Exercise prompt: In the items, take everything from the line containing "Draw the outline of every instance of the stainless" down to the line containing "37L219 31L210 25L198" and write those lines out again, changing "range hood" to "exhaust hood" and leaving the rest untouched.

Material shown:
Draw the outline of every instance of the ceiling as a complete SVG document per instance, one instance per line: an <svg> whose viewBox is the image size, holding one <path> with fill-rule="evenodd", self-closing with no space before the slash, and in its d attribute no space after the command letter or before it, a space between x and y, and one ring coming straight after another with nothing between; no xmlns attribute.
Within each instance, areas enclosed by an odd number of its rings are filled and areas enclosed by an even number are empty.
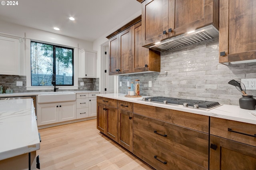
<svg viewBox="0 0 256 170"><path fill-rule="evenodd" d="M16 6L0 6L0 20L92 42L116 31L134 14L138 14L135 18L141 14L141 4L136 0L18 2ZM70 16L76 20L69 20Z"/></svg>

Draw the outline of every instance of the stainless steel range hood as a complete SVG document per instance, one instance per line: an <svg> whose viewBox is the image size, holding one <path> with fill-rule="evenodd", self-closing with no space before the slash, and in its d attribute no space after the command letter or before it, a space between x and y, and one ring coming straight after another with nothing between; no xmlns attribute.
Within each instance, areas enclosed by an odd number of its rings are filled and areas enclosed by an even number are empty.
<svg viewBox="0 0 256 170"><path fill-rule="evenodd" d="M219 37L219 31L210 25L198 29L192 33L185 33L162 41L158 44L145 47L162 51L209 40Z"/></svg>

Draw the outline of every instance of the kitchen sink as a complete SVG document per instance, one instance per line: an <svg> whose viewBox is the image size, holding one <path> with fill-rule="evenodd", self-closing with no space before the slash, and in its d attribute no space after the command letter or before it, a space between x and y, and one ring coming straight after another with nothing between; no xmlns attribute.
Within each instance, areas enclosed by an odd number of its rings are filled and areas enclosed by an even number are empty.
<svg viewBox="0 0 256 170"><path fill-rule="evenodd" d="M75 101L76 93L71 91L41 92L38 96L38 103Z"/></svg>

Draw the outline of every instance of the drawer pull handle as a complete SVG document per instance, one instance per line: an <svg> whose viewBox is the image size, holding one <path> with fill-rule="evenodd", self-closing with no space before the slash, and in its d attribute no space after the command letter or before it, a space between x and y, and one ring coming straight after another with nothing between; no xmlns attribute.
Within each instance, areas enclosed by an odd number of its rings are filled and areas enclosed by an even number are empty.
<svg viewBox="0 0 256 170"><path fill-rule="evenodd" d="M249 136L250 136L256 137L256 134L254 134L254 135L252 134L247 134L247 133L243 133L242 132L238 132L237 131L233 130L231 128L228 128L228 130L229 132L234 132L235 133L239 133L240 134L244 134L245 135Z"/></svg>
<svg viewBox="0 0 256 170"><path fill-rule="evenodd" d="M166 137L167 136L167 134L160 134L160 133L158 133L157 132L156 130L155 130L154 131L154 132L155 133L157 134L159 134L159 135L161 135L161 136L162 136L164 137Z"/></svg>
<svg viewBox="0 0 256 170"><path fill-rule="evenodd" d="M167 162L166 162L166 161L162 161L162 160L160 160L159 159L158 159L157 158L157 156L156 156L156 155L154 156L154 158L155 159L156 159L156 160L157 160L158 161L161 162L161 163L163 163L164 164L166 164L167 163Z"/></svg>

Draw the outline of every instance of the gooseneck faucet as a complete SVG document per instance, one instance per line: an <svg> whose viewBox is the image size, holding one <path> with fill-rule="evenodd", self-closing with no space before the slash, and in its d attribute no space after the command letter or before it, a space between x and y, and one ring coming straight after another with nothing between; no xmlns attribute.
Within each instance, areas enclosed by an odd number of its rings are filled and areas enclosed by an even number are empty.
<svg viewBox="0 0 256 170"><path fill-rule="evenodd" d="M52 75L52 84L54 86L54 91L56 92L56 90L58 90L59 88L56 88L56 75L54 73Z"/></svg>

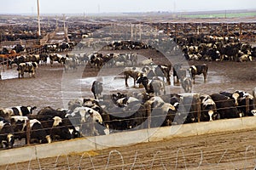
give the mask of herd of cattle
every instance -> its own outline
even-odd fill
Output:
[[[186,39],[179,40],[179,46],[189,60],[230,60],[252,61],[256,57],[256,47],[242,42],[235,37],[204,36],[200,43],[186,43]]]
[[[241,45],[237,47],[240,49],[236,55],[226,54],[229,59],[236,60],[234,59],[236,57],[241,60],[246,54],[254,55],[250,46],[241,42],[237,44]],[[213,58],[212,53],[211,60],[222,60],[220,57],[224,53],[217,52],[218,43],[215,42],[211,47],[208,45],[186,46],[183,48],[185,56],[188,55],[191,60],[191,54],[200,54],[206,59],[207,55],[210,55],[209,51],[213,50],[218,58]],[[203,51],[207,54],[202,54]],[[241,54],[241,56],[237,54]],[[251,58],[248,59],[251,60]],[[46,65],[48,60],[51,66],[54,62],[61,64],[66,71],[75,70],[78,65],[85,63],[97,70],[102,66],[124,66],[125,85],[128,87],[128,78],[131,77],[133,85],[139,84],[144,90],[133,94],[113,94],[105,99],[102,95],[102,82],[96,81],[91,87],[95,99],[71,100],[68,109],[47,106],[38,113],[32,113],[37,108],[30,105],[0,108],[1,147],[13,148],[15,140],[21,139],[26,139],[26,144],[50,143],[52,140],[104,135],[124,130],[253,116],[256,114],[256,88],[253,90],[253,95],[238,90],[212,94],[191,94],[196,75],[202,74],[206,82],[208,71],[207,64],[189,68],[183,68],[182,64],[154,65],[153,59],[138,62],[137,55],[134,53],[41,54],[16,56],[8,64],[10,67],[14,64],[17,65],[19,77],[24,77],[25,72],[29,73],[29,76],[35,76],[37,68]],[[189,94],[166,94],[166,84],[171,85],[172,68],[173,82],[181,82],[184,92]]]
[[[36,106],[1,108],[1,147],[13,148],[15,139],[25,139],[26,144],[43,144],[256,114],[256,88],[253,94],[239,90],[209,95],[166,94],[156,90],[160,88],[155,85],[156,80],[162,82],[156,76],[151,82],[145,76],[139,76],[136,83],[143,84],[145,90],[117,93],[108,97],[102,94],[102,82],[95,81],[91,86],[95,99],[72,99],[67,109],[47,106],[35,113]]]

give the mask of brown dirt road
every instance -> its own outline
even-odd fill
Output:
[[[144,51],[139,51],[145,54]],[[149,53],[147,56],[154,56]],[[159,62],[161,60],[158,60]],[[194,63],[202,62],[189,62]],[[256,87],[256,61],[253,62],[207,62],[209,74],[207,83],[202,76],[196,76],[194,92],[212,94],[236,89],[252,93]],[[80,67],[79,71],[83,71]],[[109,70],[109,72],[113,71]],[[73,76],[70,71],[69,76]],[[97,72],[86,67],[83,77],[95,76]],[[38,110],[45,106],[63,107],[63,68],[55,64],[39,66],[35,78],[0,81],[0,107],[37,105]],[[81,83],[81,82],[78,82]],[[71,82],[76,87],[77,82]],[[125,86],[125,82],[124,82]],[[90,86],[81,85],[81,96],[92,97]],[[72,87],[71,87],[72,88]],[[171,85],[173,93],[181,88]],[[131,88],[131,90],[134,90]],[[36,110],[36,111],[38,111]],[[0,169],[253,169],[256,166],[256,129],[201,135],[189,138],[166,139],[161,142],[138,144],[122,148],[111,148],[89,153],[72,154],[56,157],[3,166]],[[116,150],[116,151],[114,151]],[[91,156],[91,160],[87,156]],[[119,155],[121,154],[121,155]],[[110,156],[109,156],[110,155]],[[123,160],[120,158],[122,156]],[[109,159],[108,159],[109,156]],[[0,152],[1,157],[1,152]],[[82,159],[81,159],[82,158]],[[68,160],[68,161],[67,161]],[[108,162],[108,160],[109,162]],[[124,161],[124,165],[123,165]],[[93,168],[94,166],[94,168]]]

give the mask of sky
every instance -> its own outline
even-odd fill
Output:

Task solution:
Draw the outline of every instance of the stainless steel exhaust hood as a complete SVG document per instance, one instance per line: an <svg> whose viewBox is the image size, holding one <path> with fill-rule="evenodd", self-closing with no space before the slash, and in its d attribute no space after the command letter or before it, a space between x and y, and one ring coming straight after another with nothing between; no xmlns attribute.
Within each instance, areas enclosed by an odd number of its rings are filled and areas enclosed by an even number are empty.
<svg viewBox="0 0 256 170"><path fill-rule="evenodd" d="M219 37L219 31L210 25L198 29L192 33L185 33L162 41L158 44L145 47L162 51L209 40Z"/></svg>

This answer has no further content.